* **Task to complete**: From the line that includes "Can you see the stainless steel range" to the last line of the records, inclusive, repeat each line exactly.

Records from a collection
□ □ □ □

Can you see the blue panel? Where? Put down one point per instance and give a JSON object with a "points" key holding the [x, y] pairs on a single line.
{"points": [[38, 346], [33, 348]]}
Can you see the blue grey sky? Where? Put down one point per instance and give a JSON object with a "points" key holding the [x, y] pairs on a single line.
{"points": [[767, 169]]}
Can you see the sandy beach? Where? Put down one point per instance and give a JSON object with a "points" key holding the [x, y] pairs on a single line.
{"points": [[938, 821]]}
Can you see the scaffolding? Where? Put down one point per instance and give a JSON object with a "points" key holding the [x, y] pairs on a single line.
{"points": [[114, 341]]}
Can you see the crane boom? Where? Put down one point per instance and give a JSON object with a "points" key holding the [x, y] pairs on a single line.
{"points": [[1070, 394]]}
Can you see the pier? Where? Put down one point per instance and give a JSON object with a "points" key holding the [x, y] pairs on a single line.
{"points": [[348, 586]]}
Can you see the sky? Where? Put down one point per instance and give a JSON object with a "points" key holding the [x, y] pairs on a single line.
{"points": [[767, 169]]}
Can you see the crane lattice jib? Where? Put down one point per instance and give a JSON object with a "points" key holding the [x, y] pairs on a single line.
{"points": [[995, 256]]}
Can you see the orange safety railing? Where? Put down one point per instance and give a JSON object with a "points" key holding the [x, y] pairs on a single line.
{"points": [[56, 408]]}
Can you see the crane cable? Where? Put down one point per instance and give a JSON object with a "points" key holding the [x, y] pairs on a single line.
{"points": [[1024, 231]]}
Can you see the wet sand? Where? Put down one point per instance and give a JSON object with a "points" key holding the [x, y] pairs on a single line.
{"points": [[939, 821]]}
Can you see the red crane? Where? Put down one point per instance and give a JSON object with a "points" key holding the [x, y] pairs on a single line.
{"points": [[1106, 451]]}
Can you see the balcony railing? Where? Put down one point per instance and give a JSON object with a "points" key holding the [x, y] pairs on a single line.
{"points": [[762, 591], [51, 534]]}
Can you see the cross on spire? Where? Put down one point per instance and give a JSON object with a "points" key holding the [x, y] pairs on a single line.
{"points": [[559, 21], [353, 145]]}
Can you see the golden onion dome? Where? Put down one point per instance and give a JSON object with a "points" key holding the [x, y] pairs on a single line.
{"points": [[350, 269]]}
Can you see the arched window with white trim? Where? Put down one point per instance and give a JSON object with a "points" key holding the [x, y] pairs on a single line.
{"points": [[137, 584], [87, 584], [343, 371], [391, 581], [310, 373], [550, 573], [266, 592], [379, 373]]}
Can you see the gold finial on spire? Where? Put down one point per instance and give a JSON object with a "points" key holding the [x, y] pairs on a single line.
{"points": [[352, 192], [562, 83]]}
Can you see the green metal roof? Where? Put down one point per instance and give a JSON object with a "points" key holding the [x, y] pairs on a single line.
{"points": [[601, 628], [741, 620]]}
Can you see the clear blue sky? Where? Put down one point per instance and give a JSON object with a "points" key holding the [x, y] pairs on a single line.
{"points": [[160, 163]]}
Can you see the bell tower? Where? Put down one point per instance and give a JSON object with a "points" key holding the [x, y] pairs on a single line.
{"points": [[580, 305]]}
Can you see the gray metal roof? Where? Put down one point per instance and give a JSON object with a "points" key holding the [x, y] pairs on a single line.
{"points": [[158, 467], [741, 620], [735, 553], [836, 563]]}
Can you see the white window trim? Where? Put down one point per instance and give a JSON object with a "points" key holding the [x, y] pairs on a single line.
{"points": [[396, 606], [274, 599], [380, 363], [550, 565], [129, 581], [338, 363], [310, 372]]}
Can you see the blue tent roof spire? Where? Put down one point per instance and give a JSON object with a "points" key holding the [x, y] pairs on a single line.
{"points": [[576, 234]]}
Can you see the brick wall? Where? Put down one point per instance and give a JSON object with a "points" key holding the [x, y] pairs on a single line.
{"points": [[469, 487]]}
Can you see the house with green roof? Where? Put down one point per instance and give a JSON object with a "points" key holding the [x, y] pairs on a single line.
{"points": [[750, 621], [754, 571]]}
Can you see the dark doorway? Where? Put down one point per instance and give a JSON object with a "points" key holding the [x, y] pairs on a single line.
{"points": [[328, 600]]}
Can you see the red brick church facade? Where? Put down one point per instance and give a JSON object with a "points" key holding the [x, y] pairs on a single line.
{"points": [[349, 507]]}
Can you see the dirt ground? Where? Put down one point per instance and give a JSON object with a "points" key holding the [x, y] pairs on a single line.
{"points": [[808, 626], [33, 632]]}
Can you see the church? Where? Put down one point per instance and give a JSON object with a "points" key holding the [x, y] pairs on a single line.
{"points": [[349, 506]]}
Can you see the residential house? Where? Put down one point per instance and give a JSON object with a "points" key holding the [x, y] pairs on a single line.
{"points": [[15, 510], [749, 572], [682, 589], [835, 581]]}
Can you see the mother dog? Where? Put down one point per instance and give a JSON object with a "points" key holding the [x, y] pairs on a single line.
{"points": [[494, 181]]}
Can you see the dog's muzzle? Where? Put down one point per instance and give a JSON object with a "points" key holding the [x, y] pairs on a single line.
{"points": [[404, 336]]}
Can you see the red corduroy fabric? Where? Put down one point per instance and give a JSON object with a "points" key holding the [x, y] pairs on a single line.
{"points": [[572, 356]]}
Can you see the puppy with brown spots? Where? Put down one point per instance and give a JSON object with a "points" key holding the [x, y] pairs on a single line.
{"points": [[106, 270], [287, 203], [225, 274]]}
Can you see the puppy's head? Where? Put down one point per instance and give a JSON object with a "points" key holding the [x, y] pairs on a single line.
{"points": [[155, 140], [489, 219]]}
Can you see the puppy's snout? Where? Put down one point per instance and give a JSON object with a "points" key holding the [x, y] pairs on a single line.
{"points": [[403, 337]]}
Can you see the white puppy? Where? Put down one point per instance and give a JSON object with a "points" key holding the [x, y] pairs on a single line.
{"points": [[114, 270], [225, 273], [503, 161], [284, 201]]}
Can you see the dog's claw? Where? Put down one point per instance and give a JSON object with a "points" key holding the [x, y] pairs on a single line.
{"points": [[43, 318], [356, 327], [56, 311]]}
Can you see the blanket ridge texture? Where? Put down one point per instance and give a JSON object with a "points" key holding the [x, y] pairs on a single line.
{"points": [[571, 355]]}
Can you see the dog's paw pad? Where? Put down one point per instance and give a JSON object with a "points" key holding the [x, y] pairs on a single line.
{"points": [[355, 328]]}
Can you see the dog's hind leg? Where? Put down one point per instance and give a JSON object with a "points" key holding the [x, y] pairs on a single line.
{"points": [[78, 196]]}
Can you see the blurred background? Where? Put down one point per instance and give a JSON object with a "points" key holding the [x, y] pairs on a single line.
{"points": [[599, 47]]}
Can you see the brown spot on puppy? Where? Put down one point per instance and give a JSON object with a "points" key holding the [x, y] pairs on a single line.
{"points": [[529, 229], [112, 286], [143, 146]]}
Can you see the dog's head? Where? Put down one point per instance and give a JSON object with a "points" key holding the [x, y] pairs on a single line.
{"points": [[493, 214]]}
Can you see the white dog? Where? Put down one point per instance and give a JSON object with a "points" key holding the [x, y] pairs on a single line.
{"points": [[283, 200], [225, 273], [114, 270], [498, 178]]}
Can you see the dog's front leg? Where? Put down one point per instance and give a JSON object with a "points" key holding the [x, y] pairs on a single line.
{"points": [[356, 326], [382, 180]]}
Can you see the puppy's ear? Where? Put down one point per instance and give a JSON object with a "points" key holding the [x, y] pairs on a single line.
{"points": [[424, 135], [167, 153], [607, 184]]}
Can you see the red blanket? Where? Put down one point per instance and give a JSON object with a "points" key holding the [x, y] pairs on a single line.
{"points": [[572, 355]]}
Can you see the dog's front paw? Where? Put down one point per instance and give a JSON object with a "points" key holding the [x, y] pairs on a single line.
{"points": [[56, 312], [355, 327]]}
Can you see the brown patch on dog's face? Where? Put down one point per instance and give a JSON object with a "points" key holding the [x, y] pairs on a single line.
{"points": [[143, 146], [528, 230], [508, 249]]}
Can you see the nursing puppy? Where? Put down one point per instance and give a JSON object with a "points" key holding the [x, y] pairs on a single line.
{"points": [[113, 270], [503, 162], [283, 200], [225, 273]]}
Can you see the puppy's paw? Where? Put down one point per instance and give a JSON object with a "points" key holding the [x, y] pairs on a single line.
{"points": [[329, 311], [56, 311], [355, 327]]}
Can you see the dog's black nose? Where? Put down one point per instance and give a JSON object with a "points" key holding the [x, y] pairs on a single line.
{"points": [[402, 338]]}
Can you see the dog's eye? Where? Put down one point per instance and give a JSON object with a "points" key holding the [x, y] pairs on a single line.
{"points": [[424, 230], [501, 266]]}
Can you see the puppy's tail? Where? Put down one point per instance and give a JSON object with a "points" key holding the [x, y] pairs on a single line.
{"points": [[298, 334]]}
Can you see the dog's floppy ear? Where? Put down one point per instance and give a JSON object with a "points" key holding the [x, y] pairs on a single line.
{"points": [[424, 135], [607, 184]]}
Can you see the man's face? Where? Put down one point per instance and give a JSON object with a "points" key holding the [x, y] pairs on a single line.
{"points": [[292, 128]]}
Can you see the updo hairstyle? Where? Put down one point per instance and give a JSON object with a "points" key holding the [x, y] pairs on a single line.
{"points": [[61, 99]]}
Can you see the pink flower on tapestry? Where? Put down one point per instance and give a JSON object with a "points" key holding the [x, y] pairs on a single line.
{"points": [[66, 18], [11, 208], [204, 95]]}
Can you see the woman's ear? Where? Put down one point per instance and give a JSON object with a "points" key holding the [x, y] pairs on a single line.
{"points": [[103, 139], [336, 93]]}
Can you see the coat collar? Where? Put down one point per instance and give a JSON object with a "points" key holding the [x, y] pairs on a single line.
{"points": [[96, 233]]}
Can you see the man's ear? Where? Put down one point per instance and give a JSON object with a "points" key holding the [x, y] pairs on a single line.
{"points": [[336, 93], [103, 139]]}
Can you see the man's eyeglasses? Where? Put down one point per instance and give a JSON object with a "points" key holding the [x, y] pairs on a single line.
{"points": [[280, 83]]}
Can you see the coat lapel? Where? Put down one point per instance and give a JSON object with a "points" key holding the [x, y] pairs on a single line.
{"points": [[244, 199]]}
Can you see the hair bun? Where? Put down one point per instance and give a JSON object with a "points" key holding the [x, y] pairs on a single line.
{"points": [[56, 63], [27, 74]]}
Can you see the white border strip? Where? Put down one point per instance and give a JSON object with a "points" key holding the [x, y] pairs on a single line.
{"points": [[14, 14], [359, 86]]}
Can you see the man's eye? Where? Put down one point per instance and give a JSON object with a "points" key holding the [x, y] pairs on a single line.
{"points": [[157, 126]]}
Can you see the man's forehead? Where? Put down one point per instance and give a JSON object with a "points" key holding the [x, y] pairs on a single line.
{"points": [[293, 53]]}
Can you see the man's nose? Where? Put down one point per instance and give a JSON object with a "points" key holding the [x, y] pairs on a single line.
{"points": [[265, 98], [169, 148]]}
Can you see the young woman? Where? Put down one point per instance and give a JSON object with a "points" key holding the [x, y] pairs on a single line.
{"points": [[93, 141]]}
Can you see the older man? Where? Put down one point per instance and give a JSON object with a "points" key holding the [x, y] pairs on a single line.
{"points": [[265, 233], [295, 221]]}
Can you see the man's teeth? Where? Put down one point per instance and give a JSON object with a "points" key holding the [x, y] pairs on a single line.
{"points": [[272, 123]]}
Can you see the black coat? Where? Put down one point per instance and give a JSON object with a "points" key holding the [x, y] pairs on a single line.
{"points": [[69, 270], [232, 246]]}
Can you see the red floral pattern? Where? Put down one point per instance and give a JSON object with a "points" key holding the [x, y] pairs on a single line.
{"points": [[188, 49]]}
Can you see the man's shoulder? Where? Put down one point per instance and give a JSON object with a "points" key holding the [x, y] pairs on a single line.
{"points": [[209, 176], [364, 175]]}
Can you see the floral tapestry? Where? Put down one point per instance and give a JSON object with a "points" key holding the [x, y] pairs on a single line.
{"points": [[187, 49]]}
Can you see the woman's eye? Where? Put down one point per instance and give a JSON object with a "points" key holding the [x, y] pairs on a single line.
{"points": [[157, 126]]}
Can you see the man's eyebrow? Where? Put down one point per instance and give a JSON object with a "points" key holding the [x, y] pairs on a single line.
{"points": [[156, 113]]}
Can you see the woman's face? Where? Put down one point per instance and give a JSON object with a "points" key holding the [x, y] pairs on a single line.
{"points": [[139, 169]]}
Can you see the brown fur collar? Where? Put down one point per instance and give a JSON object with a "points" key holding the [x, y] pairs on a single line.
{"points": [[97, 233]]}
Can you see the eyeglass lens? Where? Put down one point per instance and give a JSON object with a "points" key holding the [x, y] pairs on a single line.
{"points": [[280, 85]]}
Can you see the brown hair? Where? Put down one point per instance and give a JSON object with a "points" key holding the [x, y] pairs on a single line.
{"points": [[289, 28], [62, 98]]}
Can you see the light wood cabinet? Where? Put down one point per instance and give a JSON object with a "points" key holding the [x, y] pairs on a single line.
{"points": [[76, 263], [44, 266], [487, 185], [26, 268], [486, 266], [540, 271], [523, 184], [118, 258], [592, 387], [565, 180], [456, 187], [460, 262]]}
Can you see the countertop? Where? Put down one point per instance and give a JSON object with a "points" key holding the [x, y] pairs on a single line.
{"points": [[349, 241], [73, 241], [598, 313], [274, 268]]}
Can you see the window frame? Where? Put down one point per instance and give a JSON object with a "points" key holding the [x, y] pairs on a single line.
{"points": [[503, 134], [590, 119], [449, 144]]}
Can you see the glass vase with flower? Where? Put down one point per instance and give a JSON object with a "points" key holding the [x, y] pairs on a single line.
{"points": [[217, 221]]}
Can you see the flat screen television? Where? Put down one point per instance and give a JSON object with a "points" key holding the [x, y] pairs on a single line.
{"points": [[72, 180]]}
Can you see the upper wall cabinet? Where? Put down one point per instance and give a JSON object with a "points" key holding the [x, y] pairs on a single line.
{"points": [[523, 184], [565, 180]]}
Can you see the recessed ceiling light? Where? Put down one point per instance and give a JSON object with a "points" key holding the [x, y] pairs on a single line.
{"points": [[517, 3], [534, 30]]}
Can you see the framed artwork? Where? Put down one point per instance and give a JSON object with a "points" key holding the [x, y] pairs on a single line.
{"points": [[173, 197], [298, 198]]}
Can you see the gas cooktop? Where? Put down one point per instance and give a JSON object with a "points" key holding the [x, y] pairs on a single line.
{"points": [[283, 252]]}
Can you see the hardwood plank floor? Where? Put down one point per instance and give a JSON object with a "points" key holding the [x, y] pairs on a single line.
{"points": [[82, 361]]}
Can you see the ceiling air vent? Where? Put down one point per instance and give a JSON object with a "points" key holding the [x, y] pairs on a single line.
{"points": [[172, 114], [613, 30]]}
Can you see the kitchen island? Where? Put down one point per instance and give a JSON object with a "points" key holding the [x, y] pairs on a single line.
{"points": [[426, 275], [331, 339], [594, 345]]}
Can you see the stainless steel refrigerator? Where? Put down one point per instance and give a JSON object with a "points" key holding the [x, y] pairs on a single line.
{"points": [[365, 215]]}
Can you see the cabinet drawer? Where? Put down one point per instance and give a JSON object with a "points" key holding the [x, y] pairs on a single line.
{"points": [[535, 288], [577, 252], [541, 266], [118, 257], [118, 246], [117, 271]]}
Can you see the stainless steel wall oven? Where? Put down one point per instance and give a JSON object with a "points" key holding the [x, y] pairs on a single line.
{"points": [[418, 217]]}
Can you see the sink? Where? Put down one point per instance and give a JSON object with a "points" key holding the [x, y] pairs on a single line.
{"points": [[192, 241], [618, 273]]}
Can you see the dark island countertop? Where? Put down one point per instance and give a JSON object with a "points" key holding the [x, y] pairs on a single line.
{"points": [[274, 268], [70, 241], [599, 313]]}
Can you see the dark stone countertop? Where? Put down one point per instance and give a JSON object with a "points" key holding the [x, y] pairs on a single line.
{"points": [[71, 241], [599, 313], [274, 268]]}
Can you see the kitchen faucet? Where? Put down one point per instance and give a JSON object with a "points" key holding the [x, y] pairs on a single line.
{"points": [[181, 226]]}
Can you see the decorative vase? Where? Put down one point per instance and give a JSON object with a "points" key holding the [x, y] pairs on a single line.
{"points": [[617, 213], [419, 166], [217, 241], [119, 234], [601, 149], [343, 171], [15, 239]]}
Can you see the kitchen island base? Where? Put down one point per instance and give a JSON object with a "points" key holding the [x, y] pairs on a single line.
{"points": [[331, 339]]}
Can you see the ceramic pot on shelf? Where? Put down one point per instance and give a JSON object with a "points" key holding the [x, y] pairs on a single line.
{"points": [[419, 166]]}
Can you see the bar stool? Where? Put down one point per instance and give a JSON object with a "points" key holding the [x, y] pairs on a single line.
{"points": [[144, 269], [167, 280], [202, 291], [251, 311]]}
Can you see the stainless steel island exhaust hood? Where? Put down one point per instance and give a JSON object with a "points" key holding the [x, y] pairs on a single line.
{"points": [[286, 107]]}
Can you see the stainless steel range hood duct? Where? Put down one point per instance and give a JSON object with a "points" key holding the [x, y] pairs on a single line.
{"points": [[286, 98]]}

□ □ □ □

* **Written solution**:
Can you see the stainless steel range hood duct? Where? Put down one point per instance and give a JSON object with a "points" key holding the [x, y] pairs on a single line.
{"points": [[286, 98]]}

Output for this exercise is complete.